## [Problem to work on]
According to the text on inductive peaking below, what is the approximate -3-dB bandwidth of the clock buffer?

## [Text section]
+ + +

The above difficulties can be alleviated by introducing an underdamped peaking. As depicted in Fig. 12(c), we keep the loading resistors of Fig. 12(a) but reduce the value to  $R_u$ . The output swing starts with a lower value of  $IR_u$  from dc and presents a gradual peaking of  $IR_{P2}$  at  $1/\sqrt{LC}$ . Here, we convert the series L-R network into an equivalent parallel combination L- $R_{P2}$ . The difference between Fig. 12(b) and (c) is that the  $R_{P2}$  in Fig. 12(c) now becomes predictable, because the physical resistor  $R_u$  is fully under our control. In other words,



Fig. 13. (a) Regular CML latch. (b) CML latch with inductive peaking. (c) Regeneration speed improvement as a function of  $g_{m3.4}R$ .

we degenerate the tuned amplifier of Fig. 12(b) in such a way that its peaking and bandwidth become well-behaved to accommodate the desired operation points. As compared with that in Fig. 12(a), this buffer allows more efficient optimization of the gain and bandwidth. For example, if we choose  $\zeta = 0.25$ , then the equivalent Q = 2 and  $R_{P2} = 4R_u$ . To be more specific, this method plays a compromising role between the resistive and inductive loadings, alleviating bandwidth limitation and providing accurate swing control. Note that this structure is totally different from the purely inductive designs such as [18] and [19].

To further increase the bandwidth, we cascade two stages with different peaking frequencies [Fig. 12(c)]. The split peaks enlarge the operation range significantly. In this design, we realize the peaking moderately to ensure a stable operation, i.e., the maximum peak only exceeds the dc gain by 2.7 dB. As a result, the -3-dB bandwidth of this clock buffer is about 24.6 GHz, which provides adequate margin for PVT variations. Note that the two-stage topology also achieves a good isolation for VCO, protecting it from being disturbed by the sampling flip-flop and the frequency detector. A reverse isolation ( $S_{12}$ ) of -74 dB is observed in simulation.

# B. Retiming Flipflop

The high data rate needs all blocks to operate in current mode. In this work, we also incorporate inductive peaking in each block to further speed up the circuits. Here we plot the conventional and proposed latches in Fig. 13 to make a comparison. While the peaking technique improves the sampling bandwidth of the  $M_1$ - $M_2$  pair, it also helps the regeneration of  $M_3$ - $M_4$ . To gain more insight, we first consider the ordinary CML latch without inductors [Fig. 13(a)]. Suppose the latch samples the input data at a position very close to the transition, i.e., the initial output  $V_{out,0}$  before the regeneration is very small. It can be shown in [20] that after a half-cycle regeneration, the output  $V_{out}$  becomes

$$V_{\text{out}} = V_{out,0} \exp\left[\frac{(g_{m3,4}R - 1)T_{CK}}{2RC}\right].$$
 (11)

+ + +

## [Material provided]
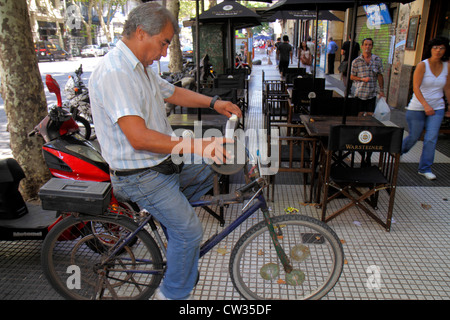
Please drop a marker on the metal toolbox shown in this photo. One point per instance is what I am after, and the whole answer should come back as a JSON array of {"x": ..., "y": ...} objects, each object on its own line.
[{"x": 75, "y": 196}]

+ + +

## [Output below]
About 24.6 GHz.